◆ Task instructions
State how many lines in the rows below contain the string "positive", giving only the number.

◆ Information
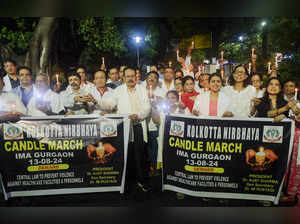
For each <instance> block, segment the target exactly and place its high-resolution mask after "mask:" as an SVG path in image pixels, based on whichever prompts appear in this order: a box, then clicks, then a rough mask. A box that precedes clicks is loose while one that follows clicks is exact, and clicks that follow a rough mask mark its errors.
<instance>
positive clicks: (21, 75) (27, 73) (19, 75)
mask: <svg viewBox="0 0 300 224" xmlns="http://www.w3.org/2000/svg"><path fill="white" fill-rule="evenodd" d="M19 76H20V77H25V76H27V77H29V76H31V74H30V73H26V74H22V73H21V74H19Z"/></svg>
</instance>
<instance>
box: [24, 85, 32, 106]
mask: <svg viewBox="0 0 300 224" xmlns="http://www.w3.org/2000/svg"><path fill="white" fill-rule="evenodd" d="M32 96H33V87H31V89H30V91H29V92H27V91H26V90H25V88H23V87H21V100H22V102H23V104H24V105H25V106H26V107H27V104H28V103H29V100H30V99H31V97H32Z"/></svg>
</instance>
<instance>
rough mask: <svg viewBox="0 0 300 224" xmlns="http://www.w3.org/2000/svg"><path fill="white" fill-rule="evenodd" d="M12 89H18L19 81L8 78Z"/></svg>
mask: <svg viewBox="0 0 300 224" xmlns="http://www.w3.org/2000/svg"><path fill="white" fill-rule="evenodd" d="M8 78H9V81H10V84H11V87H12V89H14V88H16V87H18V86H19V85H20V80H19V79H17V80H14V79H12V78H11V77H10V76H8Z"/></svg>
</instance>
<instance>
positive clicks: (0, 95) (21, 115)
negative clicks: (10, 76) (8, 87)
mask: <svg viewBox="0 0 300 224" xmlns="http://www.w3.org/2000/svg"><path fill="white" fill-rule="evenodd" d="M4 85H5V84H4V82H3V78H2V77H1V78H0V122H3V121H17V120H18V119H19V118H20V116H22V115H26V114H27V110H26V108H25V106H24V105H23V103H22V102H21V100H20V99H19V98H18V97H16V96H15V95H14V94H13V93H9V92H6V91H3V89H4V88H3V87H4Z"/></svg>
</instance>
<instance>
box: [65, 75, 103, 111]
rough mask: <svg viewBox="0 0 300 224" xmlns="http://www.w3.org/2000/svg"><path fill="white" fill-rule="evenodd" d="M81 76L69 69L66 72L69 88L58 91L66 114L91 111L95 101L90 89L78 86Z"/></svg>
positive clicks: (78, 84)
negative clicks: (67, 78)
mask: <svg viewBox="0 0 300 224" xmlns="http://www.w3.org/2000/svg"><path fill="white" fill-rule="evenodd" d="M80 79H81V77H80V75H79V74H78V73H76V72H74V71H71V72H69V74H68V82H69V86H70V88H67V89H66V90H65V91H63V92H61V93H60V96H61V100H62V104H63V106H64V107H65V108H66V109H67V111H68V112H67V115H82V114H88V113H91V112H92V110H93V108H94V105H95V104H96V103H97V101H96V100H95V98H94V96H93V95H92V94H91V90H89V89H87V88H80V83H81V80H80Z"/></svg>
...
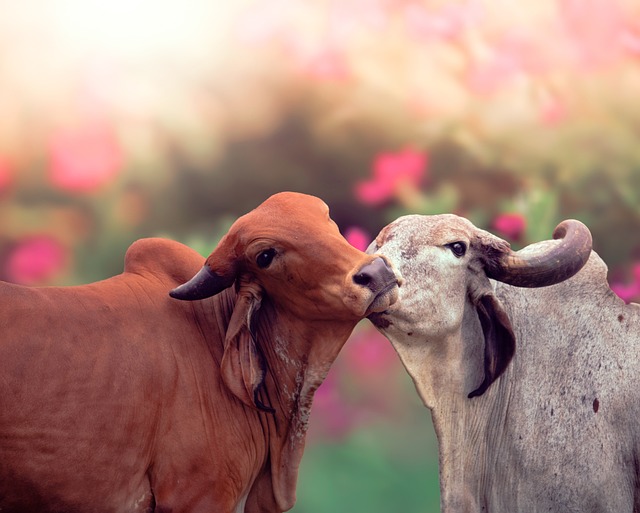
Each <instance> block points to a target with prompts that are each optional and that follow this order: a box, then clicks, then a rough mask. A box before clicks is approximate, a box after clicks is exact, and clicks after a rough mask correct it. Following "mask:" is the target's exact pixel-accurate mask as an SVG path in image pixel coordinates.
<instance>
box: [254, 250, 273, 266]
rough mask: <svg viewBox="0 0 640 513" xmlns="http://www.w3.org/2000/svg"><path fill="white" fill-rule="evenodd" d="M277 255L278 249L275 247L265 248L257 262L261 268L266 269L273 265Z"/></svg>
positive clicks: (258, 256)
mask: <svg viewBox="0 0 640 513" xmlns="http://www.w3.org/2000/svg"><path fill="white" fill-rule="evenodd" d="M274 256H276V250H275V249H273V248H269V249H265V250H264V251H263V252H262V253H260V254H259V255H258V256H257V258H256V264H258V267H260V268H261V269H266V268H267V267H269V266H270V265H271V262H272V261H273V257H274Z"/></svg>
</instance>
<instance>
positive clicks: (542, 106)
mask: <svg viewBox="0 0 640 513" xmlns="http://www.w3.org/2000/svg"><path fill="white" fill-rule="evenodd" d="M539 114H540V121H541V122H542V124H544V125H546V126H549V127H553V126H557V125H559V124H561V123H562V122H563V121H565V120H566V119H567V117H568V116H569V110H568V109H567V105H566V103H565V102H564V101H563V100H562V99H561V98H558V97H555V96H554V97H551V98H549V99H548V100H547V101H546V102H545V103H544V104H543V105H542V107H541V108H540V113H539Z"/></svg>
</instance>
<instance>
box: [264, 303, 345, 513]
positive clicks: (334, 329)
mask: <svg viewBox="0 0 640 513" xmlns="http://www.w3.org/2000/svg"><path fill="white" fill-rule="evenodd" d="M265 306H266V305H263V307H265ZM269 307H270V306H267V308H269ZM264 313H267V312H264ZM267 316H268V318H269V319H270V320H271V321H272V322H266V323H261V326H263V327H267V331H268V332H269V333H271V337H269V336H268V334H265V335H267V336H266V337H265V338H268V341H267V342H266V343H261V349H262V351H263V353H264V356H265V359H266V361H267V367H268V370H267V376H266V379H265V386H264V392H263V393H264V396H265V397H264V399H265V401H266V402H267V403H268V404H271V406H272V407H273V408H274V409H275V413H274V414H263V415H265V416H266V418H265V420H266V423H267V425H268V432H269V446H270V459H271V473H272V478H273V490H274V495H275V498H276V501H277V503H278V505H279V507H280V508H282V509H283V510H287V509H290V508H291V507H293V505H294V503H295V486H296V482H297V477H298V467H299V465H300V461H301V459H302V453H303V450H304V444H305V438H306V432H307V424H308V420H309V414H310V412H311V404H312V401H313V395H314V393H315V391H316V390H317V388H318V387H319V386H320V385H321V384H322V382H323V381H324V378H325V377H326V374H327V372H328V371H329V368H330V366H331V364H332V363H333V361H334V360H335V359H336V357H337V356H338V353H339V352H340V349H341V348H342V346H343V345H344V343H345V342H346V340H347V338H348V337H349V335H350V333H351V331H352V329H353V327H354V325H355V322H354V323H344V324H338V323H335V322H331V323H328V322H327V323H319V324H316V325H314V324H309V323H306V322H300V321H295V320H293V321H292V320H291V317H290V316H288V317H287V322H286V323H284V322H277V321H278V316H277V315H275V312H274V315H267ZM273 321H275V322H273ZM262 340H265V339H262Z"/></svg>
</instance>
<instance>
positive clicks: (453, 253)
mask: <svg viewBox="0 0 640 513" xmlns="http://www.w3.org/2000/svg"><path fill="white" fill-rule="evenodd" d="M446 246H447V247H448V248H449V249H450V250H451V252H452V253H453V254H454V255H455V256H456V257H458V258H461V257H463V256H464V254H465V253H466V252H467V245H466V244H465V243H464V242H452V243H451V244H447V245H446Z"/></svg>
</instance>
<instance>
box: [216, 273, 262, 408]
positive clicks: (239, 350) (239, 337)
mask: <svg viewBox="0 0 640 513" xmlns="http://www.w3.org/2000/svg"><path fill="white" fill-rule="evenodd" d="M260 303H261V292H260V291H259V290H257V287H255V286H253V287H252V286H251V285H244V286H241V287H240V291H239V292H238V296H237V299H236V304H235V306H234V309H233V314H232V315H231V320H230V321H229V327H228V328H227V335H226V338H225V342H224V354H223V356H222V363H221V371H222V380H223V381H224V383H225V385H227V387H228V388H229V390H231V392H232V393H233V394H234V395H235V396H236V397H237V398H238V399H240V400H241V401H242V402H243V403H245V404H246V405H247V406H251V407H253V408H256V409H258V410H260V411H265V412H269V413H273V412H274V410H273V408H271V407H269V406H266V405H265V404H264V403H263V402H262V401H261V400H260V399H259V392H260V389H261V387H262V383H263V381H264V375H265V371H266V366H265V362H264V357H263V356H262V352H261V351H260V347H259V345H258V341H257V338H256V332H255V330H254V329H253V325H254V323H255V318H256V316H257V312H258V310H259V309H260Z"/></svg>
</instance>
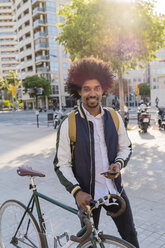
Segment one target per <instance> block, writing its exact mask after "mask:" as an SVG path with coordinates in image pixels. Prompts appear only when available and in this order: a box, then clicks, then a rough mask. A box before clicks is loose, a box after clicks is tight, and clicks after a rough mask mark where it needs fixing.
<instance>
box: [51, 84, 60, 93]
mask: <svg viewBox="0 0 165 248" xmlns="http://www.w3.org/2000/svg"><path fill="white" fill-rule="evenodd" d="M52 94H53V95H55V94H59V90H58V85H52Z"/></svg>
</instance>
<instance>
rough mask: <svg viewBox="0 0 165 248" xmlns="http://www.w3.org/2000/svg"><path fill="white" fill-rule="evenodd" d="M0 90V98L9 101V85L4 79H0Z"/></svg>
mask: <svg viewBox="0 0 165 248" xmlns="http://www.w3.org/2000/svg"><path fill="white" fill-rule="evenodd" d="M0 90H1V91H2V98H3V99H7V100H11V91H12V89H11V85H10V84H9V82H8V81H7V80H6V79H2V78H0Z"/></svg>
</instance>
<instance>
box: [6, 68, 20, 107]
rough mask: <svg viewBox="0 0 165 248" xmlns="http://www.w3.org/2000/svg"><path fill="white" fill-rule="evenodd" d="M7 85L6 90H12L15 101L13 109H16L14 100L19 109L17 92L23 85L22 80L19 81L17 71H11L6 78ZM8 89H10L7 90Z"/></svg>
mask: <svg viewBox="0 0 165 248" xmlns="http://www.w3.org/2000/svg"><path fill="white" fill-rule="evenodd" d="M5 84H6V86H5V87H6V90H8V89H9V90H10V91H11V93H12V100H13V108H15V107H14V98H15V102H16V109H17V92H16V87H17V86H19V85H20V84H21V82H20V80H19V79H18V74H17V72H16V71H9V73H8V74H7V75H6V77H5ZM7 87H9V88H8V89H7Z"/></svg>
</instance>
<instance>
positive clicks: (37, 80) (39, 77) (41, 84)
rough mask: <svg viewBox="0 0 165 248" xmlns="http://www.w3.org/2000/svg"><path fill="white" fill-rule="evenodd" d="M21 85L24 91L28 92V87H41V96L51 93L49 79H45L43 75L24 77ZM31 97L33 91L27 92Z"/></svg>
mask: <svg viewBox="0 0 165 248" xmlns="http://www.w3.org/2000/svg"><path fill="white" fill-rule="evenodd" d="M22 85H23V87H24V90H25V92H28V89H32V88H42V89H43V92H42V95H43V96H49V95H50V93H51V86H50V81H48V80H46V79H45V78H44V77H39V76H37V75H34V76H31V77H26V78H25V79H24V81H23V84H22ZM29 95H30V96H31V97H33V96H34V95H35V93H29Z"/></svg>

◆ Reply
9